** Start **

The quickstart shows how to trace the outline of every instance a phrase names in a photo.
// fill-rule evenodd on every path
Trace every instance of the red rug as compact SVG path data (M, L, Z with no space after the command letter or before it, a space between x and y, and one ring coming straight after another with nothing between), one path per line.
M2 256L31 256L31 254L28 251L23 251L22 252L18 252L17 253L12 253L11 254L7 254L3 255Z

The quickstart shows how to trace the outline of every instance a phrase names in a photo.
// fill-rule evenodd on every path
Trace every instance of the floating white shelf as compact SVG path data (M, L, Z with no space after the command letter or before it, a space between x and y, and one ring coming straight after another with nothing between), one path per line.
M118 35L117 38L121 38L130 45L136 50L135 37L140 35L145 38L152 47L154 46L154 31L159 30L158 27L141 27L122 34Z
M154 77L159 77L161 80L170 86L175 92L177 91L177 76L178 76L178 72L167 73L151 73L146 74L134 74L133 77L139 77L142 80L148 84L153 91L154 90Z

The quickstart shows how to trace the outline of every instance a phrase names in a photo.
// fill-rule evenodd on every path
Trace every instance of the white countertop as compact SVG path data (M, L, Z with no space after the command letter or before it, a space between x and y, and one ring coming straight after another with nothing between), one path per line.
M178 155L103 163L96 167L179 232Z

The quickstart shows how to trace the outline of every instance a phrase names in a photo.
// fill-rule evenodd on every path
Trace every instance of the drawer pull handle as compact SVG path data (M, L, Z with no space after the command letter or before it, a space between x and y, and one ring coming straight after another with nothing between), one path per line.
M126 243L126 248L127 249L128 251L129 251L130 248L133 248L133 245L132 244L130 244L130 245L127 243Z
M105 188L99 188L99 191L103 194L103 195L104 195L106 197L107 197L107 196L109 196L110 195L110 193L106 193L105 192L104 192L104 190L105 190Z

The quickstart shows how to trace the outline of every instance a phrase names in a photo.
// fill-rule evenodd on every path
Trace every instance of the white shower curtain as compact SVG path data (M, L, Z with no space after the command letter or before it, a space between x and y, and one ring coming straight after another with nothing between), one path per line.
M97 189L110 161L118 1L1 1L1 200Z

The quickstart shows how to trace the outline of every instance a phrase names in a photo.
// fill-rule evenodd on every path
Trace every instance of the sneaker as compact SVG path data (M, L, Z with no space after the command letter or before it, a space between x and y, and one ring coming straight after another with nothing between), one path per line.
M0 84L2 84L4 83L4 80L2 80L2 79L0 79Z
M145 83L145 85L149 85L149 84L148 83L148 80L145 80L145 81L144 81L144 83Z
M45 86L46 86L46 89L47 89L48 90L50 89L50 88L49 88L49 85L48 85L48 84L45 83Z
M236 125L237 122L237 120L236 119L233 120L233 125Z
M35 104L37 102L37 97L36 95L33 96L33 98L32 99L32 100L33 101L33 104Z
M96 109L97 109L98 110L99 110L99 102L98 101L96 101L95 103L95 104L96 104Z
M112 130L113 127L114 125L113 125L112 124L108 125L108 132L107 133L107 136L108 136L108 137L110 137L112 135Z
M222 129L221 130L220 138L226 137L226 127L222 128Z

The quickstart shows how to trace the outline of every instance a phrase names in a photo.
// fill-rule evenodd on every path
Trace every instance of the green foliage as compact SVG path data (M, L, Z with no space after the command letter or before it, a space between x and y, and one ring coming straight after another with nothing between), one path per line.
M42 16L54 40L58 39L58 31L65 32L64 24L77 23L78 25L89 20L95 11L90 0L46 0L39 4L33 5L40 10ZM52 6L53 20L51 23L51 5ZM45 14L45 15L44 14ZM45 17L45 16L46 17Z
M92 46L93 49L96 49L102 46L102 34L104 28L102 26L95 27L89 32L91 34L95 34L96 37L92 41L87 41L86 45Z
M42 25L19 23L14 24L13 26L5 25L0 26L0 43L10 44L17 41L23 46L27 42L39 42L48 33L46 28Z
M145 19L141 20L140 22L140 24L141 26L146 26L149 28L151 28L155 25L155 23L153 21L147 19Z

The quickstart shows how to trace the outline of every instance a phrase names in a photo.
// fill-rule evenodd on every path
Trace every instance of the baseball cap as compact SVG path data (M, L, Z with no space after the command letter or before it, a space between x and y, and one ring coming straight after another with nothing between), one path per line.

** End **

OBJECTIVE: Render every line of the material above as a numbered list, leaving out the blank lines.

COMPLETE OUTPUT:
1. The quickstart shows how to trace the outline of every instance a phrase names in a photo.
2. // fill-rule evenodd on every path
3. Trace every instance of the red rug as compact SVG path data (M, L, Z with no space after the command letter or before it, a space between x and y, and one ring coming straight after another with nothing between), one path per line.
4. M2 256L31 256L31 254L28 251L23 251L22 252L18 252L17 253L12 253L11 254L7 254L3 255Z
5. The quickstart shows how to trace the outline of every instance a phrase names in a photo.
6. // fill-rule evenodd on every path
7. Trace every instance of the floating white shelf as compact SVG path data (M, L, Z with no space after the command letter or before it, a space between x and y, and one ring coming straight after another with nothing between), one path per line.
8. M118 35L117 38L121 38L130 45L136 50L135 37L140 35L145 38L152 47L154 46L154 31L159 30L158 27L141 27L122 34Z
9. M154 77L159 77L161 80L170 86L175 92L177 91L177 76L178 76L178 72L167 73L151 73L146 74L134 74L133 77L139 77L142 80L148 84L153 91L154 90Z
10. The quickstart shows how to trace the outline of every instance a phrase names in a photo.
11. // fill-rule evenodd on every path
12. Trace every instance of the white countertop as compact SVG path data (M, L, Z with no space after the command letter or before it, a space between x and y, and one ring coming straight after another with nothing between), one path per line.
13. M178 155L103 163L96 167L179 232Z
14. The quickstart shows how to trace the outline of every instance a phrase names in a photo.
15. // fill-rule evenodd on every path
16. Trace every instance of the drawer pull handle as compact SVG path data (M, L, Z with no space after the command letter or before it, a space between x and y, and one ring coming straight after another with nothing between), one path per line.
17. M126 243L126 248L127 249L128 251L129 251L130 248L133 248L133 245L132 244L130 244L130 245L127 243Z
18. M105 188L99 188L99 191L103 194L103 195L104 195L106 197L107 197L107 196L109 196L110 195L110 193L106 193L105 192L104 192L104 190L105 190Z
19. The quickstart shows how to trace the outline of every instance a phrase names in a photo.
20. // fill-rule evenodd on every path
21. Trace every instance of the white shower curtain as compact SVG path data (M, L, Z with no space after the command letter or before it, a space between x and y, and one ring coming straight after another with nothing between), one path per line.
22. M97 189L110 161L118 1L1 1L1 200Z
23. The quickstart shows how to trace the outline of every instance a phrase names in a photo.
24. // fill-rule evenodd on every path
25. Trace every instance of the sneaker as compact SVG path data (M, L, Z with no space after the command letter or before it, a space between x and y, and one ring coming straight after another with nothing between), one path per line.
26. M0 84L2 84L4 83L4 80L2 80L2 79L0 79Z
27. M145 83L145 85L149 85L149 84L148 83L148 80L145 80L145 81L144 81L144 83Z
28. M45 86L46 86L46 89L47 89L48 90L50 89L50 88L49 88L49 85L48 85L48 84L45 83Z
29. M236 125L237 122L237 120L236 119L233 120L233 125Z
30. M35 104L37 102L37 97L36 95L33 96L33 98L32 99L32 100L33 101L33 104Z
31. M96 109L97 109L98 110L99 110L99 102L98 101L96 101L95 103L95 104L96 104Z
32. M112 130L113 127L114 125L113 125L112 124L108 125L108 132L107 133L107 136L108 136L108 137L110 137L112 135Z
33. M222 129L221 130L220 138L226 137L226 127L222 128Z
34. The quickstart shows how to trace the outline of every instance a phrase names in a photo.
35. // fill-rule evenodd on every path
36. Trace every instance of the green foliage as compact SVG path data (M, L, Z with no space after the command letter or before it, a space between x and y, and one ring coming straight after another with nothing between), one path per line.
37. M42 16L54 40L58 39L58 31L65 32L64 24L77 23L78 25L89 20L95 11L90 0L46 0L39 4L33 5L40 10ZM52 6L53 20L51 23L51 5ZM45 14L45 15L44 14ZM45 17L45 16L46 17Z
38. M92 46L93 49L96 49L102 46L102 34L104 28L102 26L95 27L89 32L91 34L95 34L96 37L92 41L87 41L86 45Z
39. M42 25L19 23L14 24L13 26L5 25L0 26L0 43L10 44L17 41L23 46L27 42L39 42L48 33L46 28Z
40. M145 19L141 20L140 22L140 24L141 26L146 26L149 28L151 28L155 25L155 23L153 21L147 19Z
41. The quickstart shows how to trace the outline of every instance a phrase names in a photo.
42. // fill-rule evenodd on every path
43. Trace every instance of the baseball cap as compact SVG path data (M, L, Z with no space after the command letter or before it, a space between x and y, and one ring coming straight after another with nothing between), one path per line.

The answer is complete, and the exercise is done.